▶ REQUIRED WORK: Could you reproduce every entry as it stands, leaving the pictures behind?

RECORDS FOR THIS EXERCISE: Begin

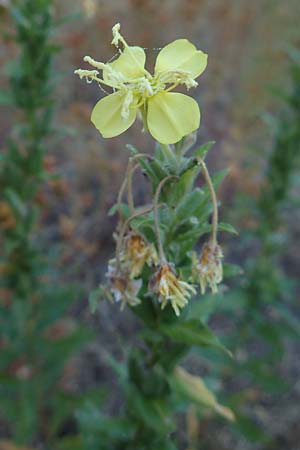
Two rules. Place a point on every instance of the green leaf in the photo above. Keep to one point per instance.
(6, 98)
(15, 201)
(94, 298)
(188, 205)
(202, 151)
(124, 210)
(154, 413)
(193, 332)
(222, 226)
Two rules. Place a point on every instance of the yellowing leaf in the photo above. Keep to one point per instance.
(194, 388)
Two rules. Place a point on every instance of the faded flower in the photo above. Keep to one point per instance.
(207, 269)
(169, 288)
(121, 287)
(138, 252)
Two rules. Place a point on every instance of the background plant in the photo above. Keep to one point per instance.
(36, 338)
(262, 309)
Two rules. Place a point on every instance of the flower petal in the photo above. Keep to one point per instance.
(107, 115)
(181, 55)
(172, 116)
(131, 62)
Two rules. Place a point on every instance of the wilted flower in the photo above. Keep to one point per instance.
(121, 287)
(170, 288)
(207, 269)
(138, 252)
(168, 116)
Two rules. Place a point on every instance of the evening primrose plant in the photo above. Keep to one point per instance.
(167, 115)
(156, 271)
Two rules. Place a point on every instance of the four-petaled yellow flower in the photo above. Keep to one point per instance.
(170, 288)
(167, 115)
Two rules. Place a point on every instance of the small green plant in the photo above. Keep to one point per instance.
(155, 271)
(36, 341)
(262, 307)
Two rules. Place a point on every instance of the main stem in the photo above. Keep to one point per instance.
(213, 199)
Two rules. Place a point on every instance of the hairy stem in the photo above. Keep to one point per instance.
(213, 199)
(156, 222)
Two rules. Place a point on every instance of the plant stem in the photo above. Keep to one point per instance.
(213, 199)
(156, 222)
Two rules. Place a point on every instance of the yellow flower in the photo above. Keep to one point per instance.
(137, 253)
(170, 288)
(208, 268)
(121, 287)
(167, 115)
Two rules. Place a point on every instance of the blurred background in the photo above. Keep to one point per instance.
(249, 97)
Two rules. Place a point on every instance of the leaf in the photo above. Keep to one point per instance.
(9, 445)
(202, 151)
(194, 389)
(6, 98)
(15, 201)
(154, 412)
(193, 332)
(94, 298)
(124, 210)
(222, 226)
(188, 205)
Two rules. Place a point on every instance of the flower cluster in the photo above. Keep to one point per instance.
(169, 288)
(207, 269)
(167, 115)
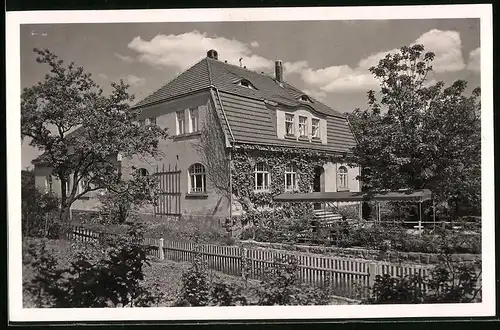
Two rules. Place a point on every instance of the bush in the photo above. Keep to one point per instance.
(114, 280)
(201, 289)
(39, 210)
(449, 282)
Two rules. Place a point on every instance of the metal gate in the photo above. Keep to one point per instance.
(169, 197)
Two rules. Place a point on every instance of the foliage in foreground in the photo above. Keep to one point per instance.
(80, 130)
(279, 286)
(200, 288)
(114, 279)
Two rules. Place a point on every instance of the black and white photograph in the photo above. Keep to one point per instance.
(279, 163)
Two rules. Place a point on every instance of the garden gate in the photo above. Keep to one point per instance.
(169, 199)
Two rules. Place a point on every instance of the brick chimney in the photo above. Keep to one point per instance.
(279, 71)
(212, 53)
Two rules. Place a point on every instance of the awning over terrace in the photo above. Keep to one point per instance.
(347, 196)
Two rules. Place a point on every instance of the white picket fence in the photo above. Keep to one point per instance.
(347, 277)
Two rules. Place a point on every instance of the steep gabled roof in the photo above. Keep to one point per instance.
(246, 118)
(225, 77)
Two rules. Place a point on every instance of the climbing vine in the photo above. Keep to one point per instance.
(276, 159)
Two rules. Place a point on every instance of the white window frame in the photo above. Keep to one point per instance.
(303, 131)
(180, 119)
(197, 173)
(261, 169)
(342, 178)
(192, 128)
(291, 170)
(316, 134)
(288, 122)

RECORDS FOR THIS EXERCISE: End

▶ REPLY TO THE TASK:
Two rules. Place a point on every instance of the green leaf in the photo above. Keep to one point per instance.
(6, 98)
(15, 201)
(94, 298)
(188, 205)
(202, 151)
(124, 210)
(154, 413)
(193, 332)
(222, 226)
Two rules. Place a point on every instance of the yellowing leaf in the photo above. Keep to one point per instance.
(194, 388)
Two rules. Place a point on every instance of the faded flower in the photo above. Keep to one point per instance.
(207, 269)
(169, 288)
(121, 287)
(138, 252)
Two rules. Place a point on every instance of the background plant in the photo above. Keep to one point per instance.
(36, 338)
(262, 309)
Two rules. Place a point on every instance of the flower petal in the photo above. Keep to one point per instance.
(107, 115)
(181, 55)
(172, 116)
(131, 62)
Two rules. Place a point on every instance of the wilted flower in the photo above. Keep to one point per instance.
(121, 287)
(170, 288)
(207, 269)
(138, 252)
(168, 116)
Two rules. Place a point on every instance of the evening primrose plant in the photo above. Keep to one point per instance.
(167, 115)
(156, 271)
Two rules. Place a point on every instance of the four-petaled yellow flower in the photo above. Keep to one point per instance.
(170, 288)
(167, 115)
Two rules. Place a point on every instance of the small green plant in the photo above. Keep to one point per instance.
(155, 271)
(36, 341)
(262, 307)
Two rules. Place a point on every instance of the main stem in the photo above. Keep to one point per instance.
(213, 199)
Two rules. Place a point on every instance of the hairy stem in the photo above. Keep to one point per instance.
(213, 199)
(156, 222)
Two rules. Place a point on every instance of the plant stem in the photo above. Keep to one point per instance.
(213, 199)
(156, 222)
Two rules. Place a point on every instance of the yellow flower in the photo above. Keep to one point per instance.
(137, 253)
(170, 288)
(208, 268)
(121, 287)
(167, 115)
Two rules. Place a point on every instance of the blurred background in the photo above. Keep to one point per instance.
(249, 97)
Two rules. Place a point on every instance of the leaf in the photo above. Keep to one point per instance.
(9, 445)
(202, 151)
(194, 389)
(6, 98)
(15, 201)
(154, 412)
(193, 332)
(94, 298)
(124, 210)
(222, 226)
(188, 205)
Two rules. Place a point on every instance of the flower cluster in the photo above. Keep to one point per instance.
(169, 288)
(207, 269)
(167, 115)
Two rules. Place a point on every instance of the bush in the photo above. Keep to one point per instance.
(114, 280)
(201, 289)
(39, 210)
(449, 282)
Two rules. Place a point on every instance of the metal gate in the photo above. Keep to one point per instance.
(169, 197)
Two rules. Place a point on every instance of the foliage in foreground in the photo above. Keep to one point per instance.
(80, 130)
(279, 286)
(200, 288)
(114, 279)
Two rules. Place a point on every instance of the black and white photograph in the photo above. Keep to one point per instance.
(279, 163)
Two rules. Place a point on every instance of the garden gate in the photo above. Keep to one point per instance.
(169, 199)
Two rules. Place a point on every instance of the brick chimney in the photo above. Keep to one point per instance.
(279, 71)
(212, 53)
Two rules. Place a point on every instance of the awning over terrace in the photo above. Keep to one point per instance.
(347, 196)
Two rules. Place a point on every instance of the white picket fence in the photo above. Keep to one point per instance.
(347, 277)
Two rules. Place a point on every instance of the steep gabled roof in the photo above. Keep to one point per instance.
(246, 118)
(225, 77)
Two rules. Place a point on every instance of the climbing vine in the photo above. Keep to one point per instance.
(276, 159)
Two rules. Place a point on every instance of the white window frame in the photo above. Keep to one point per instance.
(303, 131)
(180, 119)
(197, 173)
(261, 169)
(342, 178)
(192, 128)
(291, 170)
(316, 134)
(288, 122)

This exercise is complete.